CONSIGNE: Reprenez, s'il vous plaît, le passage de l'extrait sur les dividendes qui commence par « Après un petit » et se poursuit jusqu'à « des dividendes ! », en substituant « bénéfices » à « dividendes ».
╭─ EXTRAIT DU TEXTE
Par Gilles Le Blanc | Economiste 

 

Après l'introduction – insolite – du « rabot » dans le champ de la décision publique, puis

l'idée – surréaliste – d'inscrire l'équilibre budgétaire dans la Constitution au moment même où le pays enregistre un déficit historique de 7% du PIB (136,5 milliards d'euros ! ), François Baroin a annoncé la semaine passée sa dernière création : un mécanisme liant la distribution de dividendes aux actionnaires au versement de primes aux salariés.

Après un petit couplet que n'aurait pas désavoué Besancenot sur les dividendes faramineux remis aux actionnaires et les bonus toujours plus élevés des patrons (ça coûte rien et fait bien voir ! ), voici que le ministre du Budget nous promet une prime « d'au moins 1 000 euros » aux salariés des entreprises versant des dividendes !

Avec cette mesure, on atteint un véritable sommet dans l'art de la communication politico-économique, car on peut déjà dire qu'elle ne traite pas le problème et ne sera pas appliquée.

Le problème – comme le gouvernement le reconnaît enfin – est celui du pouvoir d'achat des salariés, qui stagne au mieux depuis des années, et doit aujourd'hui faire face aux hausses combinées des prix de l'énergie, du logement et des produits alimentaires.

C'est un problème à la fois politique, celui des futurs électeurs se souvenant de la promesse de 2007 sur l'amélioration rapide du pouvoir d'achat, mais aussi économique, car la consommation est le moteur de la croissance française, comme semblent d'ailleurs l'avoir récemment découvert certains ministres.

Les dividendes ont un rôle, mais leur excès pose problème

Mais jouer de l'opposition entre salaires et dividendes est une posture facile et trompeuse. Les dividendes sont la rémunération de l'investisseur qui a choisi de confier une partie de son épargne à l'entreprise, lui fait ainsi confiance pour ses résultats futurs mais doit faire face à un risque d'échec ou de mauvaise performance. Les dividendes jouent donc un rôle et c'est bien plutôt l'excès de dividendes qui pose problème.

Petit rappel : en 2010, trois entreprises concentrent à elles seules le tiers des 37 milliards d'euros de dividendes versés par les acteurs du CAC 40. Il s'agit de Total, GDF-Suez et France Telecom, le dernier se permettant le luxe de verser des dividendes plus élevés que le résultat net de l'année !
╰─
╭─ DONNÉES AFFICHÉES
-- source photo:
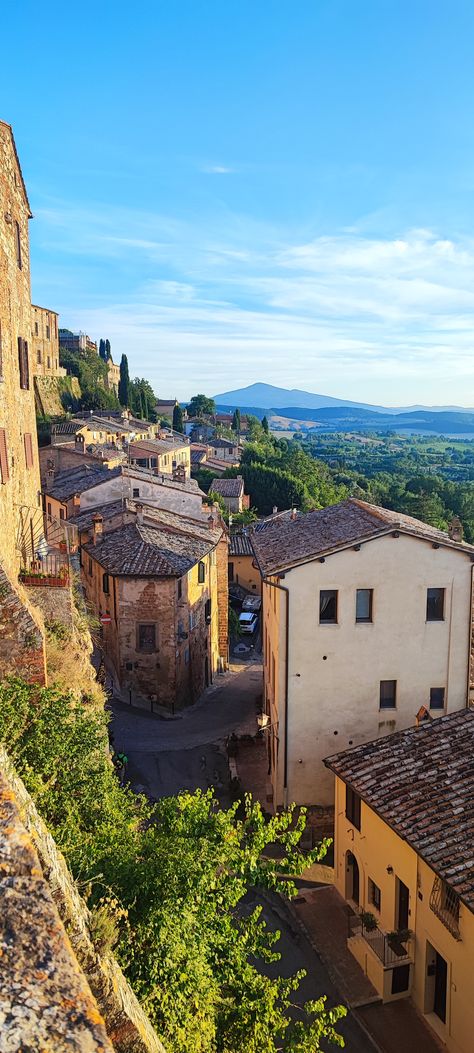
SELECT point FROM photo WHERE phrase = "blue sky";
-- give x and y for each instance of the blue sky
(255, 190)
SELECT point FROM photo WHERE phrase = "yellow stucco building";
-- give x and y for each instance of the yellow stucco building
(405, 863)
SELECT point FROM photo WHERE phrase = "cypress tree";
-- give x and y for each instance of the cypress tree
(177, 419)
(123, 391)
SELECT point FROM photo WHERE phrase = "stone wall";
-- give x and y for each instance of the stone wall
(21, 634)
(52, 1005)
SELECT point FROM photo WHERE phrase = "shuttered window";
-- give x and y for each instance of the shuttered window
(23, 363)
(4, 473)
(27, 449)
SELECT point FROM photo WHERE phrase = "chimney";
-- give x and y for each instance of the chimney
(455, 530)
(97, 527)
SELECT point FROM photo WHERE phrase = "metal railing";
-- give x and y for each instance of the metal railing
(392, 949)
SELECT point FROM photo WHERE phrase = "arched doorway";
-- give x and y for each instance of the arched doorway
╰─
RÉSULTAT ATTENDU:
Après un petit couplet que n'aurait pas désavoué Besancenot sur les bénéfices faramineux remis aux actionnaires et les bonus toujours plus élevés des patrons (ça coûte rien et fait bien voir ! ), voici que le ministre du Budget nous promet une prime « d'au moins 1 000 euros » aux salariés des entreprises versant des bénéfices !